Rewrite every line of the items below as a Markdown table with two columns, Row and Line. Number the rows in order and omit blank lines.

--- --- ---

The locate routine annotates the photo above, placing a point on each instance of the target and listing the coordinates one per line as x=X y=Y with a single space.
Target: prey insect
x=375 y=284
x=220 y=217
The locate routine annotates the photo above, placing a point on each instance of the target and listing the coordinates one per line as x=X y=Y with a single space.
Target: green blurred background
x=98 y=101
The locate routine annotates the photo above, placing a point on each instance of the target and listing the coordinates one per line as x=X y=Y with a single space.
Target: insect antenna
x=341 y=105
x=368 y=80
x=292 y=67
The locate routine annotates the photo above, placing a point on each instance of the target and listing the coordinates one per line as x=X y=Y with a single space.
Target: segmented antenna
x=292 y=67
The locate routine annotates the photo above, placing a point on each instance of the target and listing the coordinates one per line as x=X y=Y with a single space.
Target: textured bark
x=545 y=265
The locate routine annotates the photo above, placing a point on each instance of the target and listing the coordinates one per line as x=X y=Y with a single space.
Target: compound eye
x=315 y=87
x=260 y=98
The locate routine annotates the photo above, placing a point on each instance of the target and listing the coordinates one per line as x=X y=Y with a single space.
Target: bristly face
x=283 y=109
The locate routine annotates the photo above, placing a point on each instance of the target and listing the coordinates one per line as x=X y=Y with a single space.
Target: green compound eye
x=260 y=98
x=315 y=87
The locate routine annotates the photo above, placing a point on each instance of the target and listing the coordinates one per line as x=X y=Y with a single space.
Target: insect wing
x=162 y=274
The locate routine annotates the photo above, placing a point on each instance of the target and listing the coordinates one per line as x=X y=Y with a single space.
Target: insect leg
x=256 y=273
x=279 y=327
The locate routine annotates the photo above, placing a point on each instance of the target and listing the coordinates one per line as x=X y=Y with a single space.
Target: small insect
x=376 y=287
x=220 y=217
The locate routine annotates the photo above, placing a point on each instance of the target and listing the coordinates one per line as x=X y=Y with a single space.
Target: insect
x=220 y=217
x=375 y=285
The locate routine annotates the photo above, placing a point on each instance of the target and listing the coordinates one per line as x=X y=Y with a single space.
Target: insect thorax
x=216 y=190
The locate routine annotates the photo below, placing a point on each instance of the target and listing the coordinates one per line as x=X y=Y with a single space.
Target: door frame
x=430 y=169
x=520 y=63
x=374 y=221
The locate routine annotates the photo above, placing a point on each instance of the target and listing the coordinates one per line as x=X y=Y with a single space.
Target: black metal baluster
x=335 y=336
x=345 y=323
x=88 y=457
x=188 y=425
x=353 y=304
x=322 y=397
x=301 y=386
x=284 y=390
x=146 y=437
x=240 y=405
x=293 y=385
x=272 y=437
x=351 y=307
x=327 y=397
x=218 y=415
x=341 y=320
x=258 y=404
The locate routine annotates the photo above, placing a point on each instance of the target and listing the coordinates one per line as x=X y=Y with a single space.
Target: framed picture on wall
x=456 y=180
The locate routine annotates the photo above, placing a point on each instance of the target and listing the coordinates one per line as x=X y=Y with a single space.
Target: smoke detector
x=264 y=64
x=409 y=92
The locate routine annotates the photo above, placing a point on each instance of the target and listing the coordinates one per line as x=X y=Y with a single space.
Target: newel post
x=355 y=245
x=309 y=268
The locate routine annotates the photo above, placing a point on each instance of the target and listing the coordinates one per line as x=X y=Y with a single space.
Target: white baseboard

--- --- ---

Output for this task:
| Row | Line |
|---|---|
| 1 | The locate routine annotates the photo above, placing a point on each instance of the target and listing the coordinates one per line as x=X y=Y with a single space. |
| 2 | Target: prey insect |
| 3 | x=375 y=284 |
| 4 | x=220 y=217 |
| 5 | The locate routine annotates the photo above, placing a point on each instance of the target and listing the coordinates one per line as x=X y=Y with a single space. |
| 6 | Target: green blurred background |
| 7 | x=98 y=101 |
| 8 | The locate routine annotates the photo above, placing a point on each instance of the target and listing the coordinates one per line as x=X y=Y with a single space. |
| 9 | Target: insect antenna |
| 10 | x=341 y=105 |
| 11 | x=368 y=80 |
| 12 | x=292 y=67 |
| 13 | The locate routine annotates the photo above, placing a point on each instance of the target and listing the coordinates one per line as x=X y=Y with a single space. |
| 14 | Target: segmented antenna |
| 15 | x=292 y=67 |
| 16 | The locate routine annotates the photo above, placing a point on each instance of the target and listing the coordinates one per line as x=X y=Y with a single space. |
| 17 | Target: textured bark |
| 18 | x=545 y=265 |
| 19 | The locate routine annotates the photo above, placing a point on each instance of the target and listing the coordinates one per line as x=X y=Y with a single space. |
| 20 | Target: compound eye |
| 21 | x=315 y=87 |
| 22 | x=260 y=98 |
| 23 | The locate routine annotates the photo above, placing a point on each instance of the target and listing the coordinates one per line as x=X y=Y with a single space. |
| 24 | Target: bristly face |
| 25 | x=283 y=109 |
| 26 | The locate routine annotates the photo above, placing a point on each instance of the target and listing the coordinates one per line as x=X y=Y with a single space. |
| 27 | Target: green compound eye |
| 28 | x=260 y=98 |
| 29 | x=315 y=87 |
| 30 | The locate routine annotates the photo above, placing a point on each instance of the target and listing the coordinates one per line as x=X y=Y with a single space. |
| 31 | Target: insect wing |
| 32 | x=162 y=274 |
| 33 | The locate routine annotates the photo above, placing a point on each instance of the target and listing the coordinates one per line as x=X y=Y with a single space. |
| 34 | Target: insect leg |
| 35 | x=256 y=273 |
| 36 | x=279 y=327 |
| 37 | The locate routine annotates the photo above, placing a point on each instance of the target and listing the coordinates one per line as x=X y=Y with a single space. |
| 38 | Target: small insect |
| 39 | x=376 y=287 |
| 40 | x=220 y=217 |
| 41 | The locate routine annotates the photo above, placing a point on each instance of the target and listing the coordinates one per line as x=X y=Y with a single space. |
| 42 | Target: insect |
| 43 | x=220 y=217 |
| 44 | x=375 y=285 |
| 45 | The locate routine annotates the photo above, placing a point on each instance of the target and listing the coordinates one per line as x=X y=Y with a single space. |
| 46 | Target: insect thorax |
| 47 | x=216 y=190 |
| 48 | The locate routine annotates the photo below, placing a point on each instance of the target and listing the coordinates one per line as x=X y=Y with a single space. |
| 49 | Target: door frame |
| 50 | x=430 y=169 |
| 51 | x=520 y=63 |
| 52 | x=374 y=221 |
| 53 | The locate routine annotates the photo above, placing a point on each instance of the target and listing the coordinates one per line as x=X y=Y with a single space. |
| 54 | Target: black metal baluster |
| 55 | x=335 y=336 |
| 56 | x=345 y=323 |
| 57 | x=88 y=457 |
| 58 | x=188 y=425 |
| 59 | x=353 y=304 |
| 60 | x=322 y=397 |
| 61 | x=301 y=386 |
| 62 | x=284 y=390 |
| 63 | x=146 y=437 |
| 64 | x=240 y=405 |
| 65 | x=293 y=385 |
| 66 | x=272 y=437 |
| 67 | x=351 y=307 |
| 68 | x=327 y=397 |
| 69 | x=218 y=415 |
| 70 | x=341 y=320 |
| 71 | x=258 y=404 |
| 72 | The locate routine annotates the photo above, placing a point on each instance of the target and listing the coordinates one per line as x=X y=Y with a single space. |
| 73 | Target: framed picture on wall |
| 74 | x=456 y=180 |
| 75 | The locate routine annotates the photo above, placing a point on each instance of the target and listing the coordinates one per line as x=X y=Y with a single space. |
| 76 | Target: smoke detector |
| 77 | x=264 y=64 |
| 78 | x=409 y=92 |
| 79 | The locate routine annotates the photo above, placing a point on each instance of the target and listing the coordinates one per line as x=X y=Y with a single space. |
| 80 | Target: newel post |
| 81 | x=355 y=245 |
| 82 | x=309 y=268 |
| 83 | The locate routine annotates the photo above, placing a point on each instance of the target and listing the coordinates one per line as x=X y=Y with a single space. |
| 84 | Target: white baseboard |